Four Member States and the Commission had intervened against direct effect, and the Advocate General reached the same conclusion, in a textually irreproachable argument. Implementing decisions for the said rules had simply not been forthcoming. And a Reyners-type conclusion where, in the internal EU law context, the Court was unwilling to let the absence of explicitly textually envisaged implementation measures impede ‘one of the [EU’s] fundamental legal provisions’ was never a likely eventuality.36 Implementation of the free movement of workers objectives of the Agreement had been thrown wildly off track as a result of the global economic shocks of the 1970s and their consequences for the labour requirements of West European industry, combined with the 1980 coup in Turkey and Greece’s EU accession.

● Information shown:
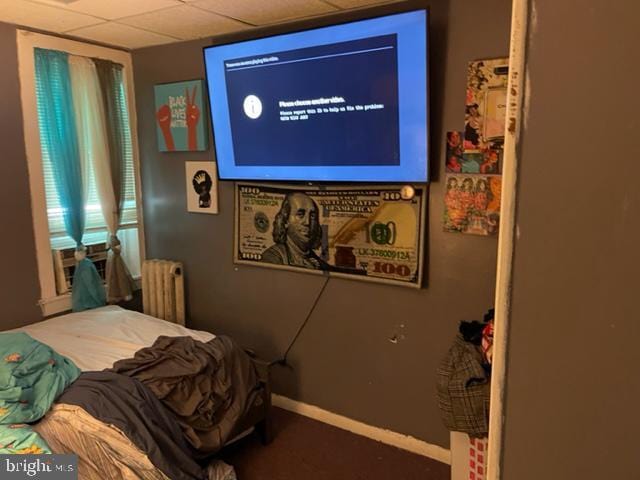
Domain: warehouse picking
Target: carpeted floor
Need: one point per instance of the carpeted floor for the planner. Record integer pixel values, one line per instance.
(305, 449)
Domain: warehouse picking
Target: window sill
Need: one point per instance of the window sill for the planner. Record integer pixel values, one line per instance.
(62, 303)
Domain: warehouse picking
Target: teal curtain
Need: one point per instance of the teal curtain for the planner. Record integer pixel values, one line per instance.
(58, 135)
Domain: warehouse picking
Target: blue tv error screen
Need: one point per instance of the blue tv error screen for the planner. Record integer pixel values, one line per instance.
(341, 103)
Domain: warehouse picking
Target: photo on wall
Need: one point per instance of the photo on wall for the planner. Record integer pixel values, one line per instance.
(201, 187)
(486, 104)
(180, 118)
(472, 204)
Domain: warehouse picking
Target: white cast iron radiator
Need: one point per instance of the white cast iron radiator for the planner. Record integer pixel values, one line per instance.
(163, 290)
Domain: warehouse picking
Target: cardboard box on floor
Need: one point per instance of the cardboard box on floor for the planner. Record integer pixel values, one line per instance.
(468, 457)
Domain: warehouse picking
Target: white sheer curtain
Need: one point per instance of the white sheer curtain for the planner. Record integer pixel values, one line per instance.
(94, 151)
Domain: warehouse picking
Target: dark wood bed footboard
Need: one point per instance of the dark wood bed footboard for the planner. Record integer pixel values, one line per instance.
(259, 414)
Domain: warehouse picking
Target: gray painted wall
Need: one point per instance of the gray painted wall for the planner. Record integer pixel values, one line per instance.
(344, 361)
(572, 386)
(19, 287)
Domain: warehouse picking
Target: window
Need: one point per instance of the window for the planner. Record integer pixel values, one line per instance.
(47, 214)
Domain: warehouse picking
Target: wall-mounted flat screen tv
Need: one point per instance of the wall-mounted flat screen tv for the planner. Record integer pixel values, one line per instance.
(346, 102)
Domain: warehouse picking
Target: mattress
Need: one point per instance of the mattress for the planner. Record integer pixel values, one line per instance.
(95, 339)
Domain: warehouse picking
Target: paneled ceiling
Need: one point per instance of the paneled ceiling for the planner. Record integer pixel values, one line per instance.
(142, 23)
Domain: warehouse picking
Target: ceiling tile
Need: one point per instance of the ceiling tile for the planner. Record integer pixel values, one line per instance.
(123, 35)
(184, 22)
(261, 12)
(43, 17)
(356, 3)
(113, 9)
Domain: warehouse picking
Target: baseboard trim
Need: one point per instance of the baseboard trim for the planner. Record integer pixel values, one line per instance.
(405, 442)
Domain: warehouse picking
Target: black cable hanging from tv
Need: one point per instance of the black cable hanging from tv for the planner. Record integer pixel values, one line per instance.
(283, 360)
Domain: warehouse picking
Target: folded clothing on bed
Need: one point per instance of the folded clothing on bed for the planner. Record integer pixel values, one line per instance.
(208, 386)
(32, 376)
(125, 403)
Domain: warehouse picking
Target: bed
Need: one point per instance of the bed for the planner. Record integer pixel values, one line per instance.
(97, 339)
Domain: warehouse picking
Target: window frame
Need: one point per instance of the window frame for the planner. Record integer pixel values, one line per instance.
(50, 302)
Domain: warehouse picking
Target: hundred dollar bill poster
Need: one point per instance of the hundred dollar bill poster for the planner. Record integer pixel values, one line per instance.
(369, 233)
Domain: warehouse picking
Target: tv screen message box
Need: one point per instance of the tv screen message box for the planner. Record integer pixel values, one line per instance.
(344, 102)
(334, 104)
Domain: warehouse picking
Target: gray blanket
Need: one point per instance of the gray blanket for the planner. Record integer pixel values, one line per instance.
(208, 386)
(128, 405)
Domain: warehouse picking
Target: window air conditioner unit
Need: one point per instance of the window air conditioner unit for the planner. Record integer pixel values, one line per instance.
(64, 263)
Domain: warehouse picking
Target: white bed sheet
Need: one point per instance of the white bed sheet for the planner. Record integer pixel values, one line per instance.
(95, 339)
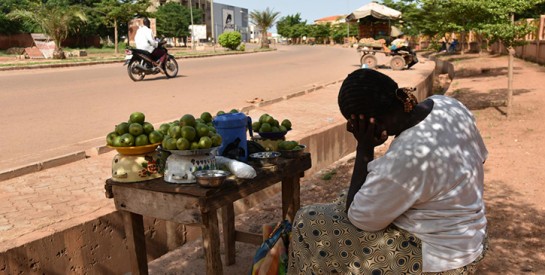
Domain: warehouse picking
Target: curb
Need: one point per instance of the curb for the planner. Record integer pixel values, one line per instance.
(96, 151)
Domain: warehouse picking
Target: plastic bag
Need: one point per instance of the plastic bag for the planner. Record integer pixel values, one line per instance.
(239, 169)
(272, 257)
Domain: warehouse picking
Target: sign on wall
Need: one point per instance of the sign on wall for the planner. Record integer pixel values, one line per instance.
(228, 20)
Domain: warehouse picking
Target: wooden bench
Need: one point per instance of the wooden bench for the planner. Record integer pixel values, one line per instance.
(190, 203)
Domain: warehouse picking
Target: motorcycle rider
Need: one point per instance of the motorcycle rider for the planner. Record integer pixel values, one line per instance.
(144, 41)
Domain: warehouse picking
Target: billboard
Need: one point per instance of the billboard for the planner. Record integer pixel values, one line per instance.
(228, 20)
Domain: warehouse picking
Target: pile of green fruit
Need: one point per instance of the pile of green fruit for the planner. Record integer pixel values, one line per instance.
(268, 124)
(289, 145)
(190, 133)
(135, 132)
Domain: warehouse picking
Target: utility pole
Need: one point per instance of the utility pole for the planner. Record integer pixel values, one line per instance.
(192, 26)
(213, 27)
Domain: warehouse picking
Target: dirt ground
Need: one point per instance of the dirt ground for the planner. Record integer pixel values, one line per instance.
(514, 178)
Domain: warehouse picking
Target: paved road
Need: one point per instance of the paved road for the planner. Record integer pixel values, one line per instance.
(51, 112)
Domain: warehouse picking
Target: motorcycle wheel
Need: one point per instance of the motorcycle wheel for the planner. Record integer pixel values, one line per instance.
(170, 67)
(134, 73)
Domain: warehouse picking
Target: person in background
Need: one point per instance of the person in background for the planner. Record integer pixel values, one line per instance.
(418, 209)
(144, 37)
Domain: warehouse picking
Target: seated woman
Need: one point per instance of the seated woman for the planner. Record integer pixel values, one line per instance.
(416, 210)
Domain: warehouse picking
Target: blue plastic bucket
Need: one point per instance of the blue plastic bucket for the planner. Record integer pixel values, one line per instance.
(232, 129)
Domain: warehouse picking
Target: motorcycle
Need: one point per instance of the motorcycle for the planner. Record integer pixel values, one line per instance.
(141, 63)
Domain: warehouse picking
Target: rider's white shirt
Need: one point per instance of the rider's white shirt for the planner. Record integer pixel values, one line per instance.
(144, 39)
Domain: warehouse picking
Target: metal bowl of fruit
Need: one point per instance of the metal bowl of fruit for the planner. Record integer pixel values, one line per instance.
(294, 152)
(211, 178)
(264, 159)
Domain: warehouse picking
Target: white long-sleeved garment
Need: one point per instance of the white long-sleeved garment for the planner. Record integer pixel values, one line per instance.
(430, 183)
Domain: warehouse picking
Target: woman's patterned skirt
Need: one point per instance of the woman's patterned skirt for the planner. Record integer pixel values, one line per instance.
(323, 241)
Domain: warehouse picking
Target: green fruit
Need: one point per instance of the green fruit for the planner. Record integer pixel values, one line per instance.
(174, 131)
(122, 128)
(148, 128)
(256, 125)
(205, 142)
(117, 142)
(136, 129)
(164, 128)
(182, 144)
(207, 117)
(187, 120)
(269, 119)
(127, 140)
(216, 140)
(263, 117)
(110, 138)
(286, 123)
(202, 130)
(189, 133)
(137, 117)
(155, 137)
(141, 140)
(265, 128)
(170, 144)
(194, 145)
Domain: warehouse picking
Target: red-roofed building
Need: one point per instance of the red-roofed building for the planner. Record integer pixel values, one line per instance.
(334, 19)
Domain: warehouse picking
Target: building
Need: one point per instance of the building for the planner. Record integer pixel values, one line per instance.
(333, 20)
(219, 18)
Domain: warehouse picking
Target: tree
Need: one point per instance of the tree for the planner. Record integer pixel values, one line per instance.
(291, 26)
(502, 28)
(230, 40)
(115, 11)
(54, 19)
(264, 21)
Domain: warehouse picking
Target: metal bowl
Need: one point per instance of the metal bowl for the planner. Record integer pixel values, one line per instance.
(264, 159)
(291, 154)
(210, 178)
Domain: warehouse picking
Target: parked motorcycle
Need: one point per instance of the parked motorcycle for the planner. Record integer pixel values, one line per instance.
(141, 63)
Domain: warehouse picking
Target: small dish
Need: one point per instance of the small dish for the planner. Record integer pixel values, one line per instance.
(265, 159)
(291, 154)
(136, 150)
(210, 178)
(272, 135)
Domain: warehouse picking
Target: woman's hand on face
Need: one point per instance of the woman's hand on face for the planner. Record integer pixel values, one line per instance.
(366, 130)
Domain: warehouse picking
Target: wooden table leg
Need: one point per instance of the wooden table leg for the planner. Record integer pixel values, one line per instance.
(228, 224)
(211, 243)
(136, 242)
(290, 197)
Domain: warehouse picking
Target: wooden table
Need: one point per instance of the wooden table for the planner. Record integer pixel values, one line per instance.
(188, 204)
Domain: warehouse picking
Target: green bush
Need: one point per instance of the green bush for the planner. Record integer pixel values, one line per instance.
(230, 40)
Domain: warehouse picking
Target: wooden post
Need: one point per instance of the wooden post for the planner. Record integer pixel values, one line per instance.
(511, 51)
(290, 197)
(211, 242)
(136, 242)
(228, 223)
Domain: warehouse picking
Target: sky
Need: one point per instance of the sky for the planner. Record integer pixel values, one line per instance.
(310, 10)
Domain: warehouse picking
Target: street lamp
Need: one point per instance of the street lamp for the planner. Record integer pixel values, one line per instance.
(192, 26)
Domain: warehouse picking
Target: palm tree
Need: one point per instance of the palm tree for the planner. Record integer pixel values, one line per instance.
(54, 20)
(264, 21)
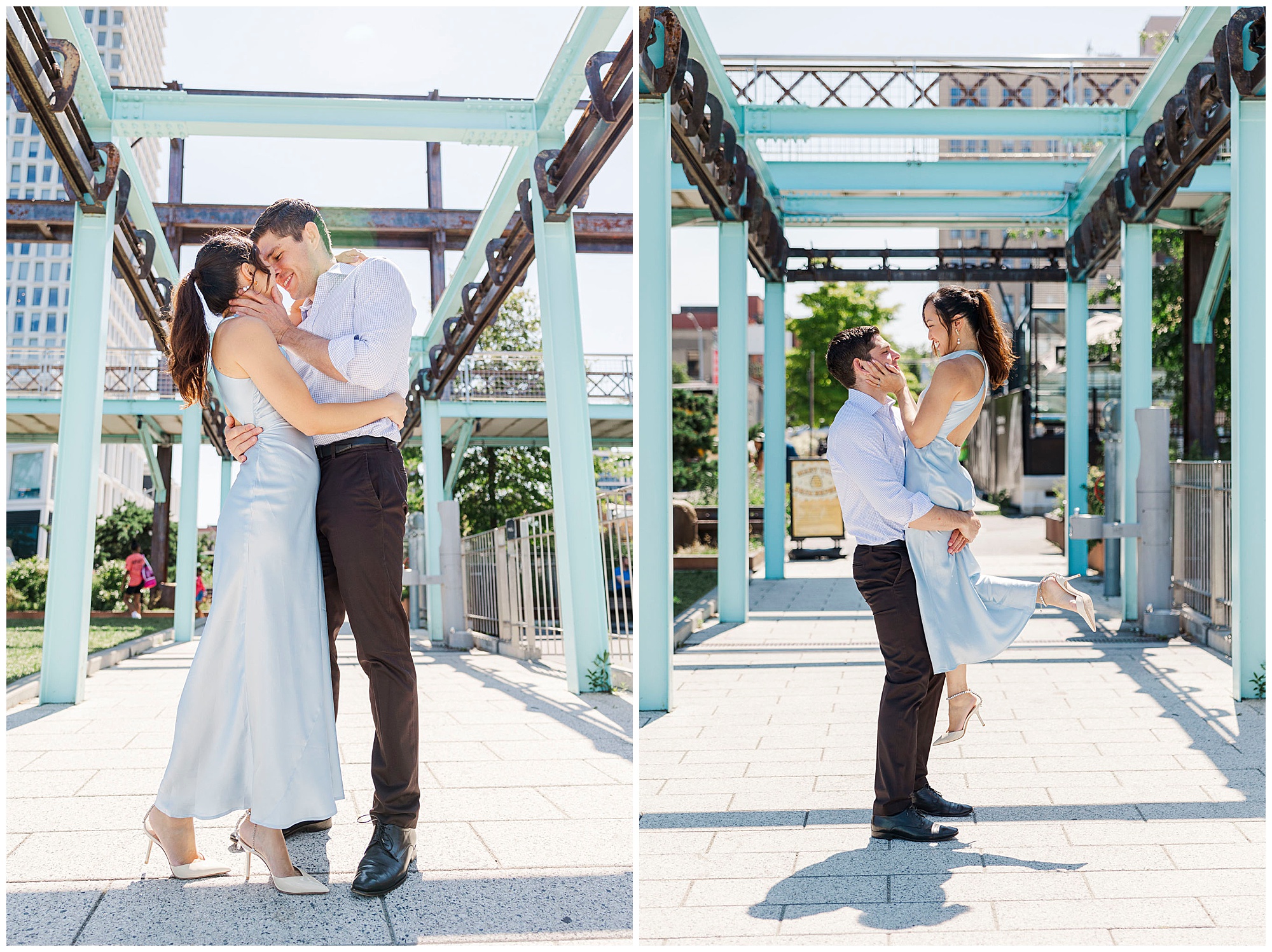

● Problem to solve:
Rewrite the passage on direct effect, starting with "Four Member States" and going on through "Greece’s EU accession.", substituting "Council" for "Commission" each time it occurs.

● Solution:
Four Member States and the Council had intervened against direct effect, and the Advocate General reached the same conclusion, in a textually irreproachable argument. Implementing decisions for the said rules had simply not been forthcoming. And a Reyners-type conclusion where, in the internal EU law context, the Court was unwilling to let the absence of explicitly textually envisaged implementation measures impede ‘one of the [EU’s] fundamental legal provisions’ was never a likely eventuality.36 Implementation of the free movement of workers objectives of the Agreement had been thrown wildly off track as a result of the global economic shocks of the 1970s and their consequences for the labour requirements of West European industry, combined with the 1980 coup in Turkey and Greece’s EU accession.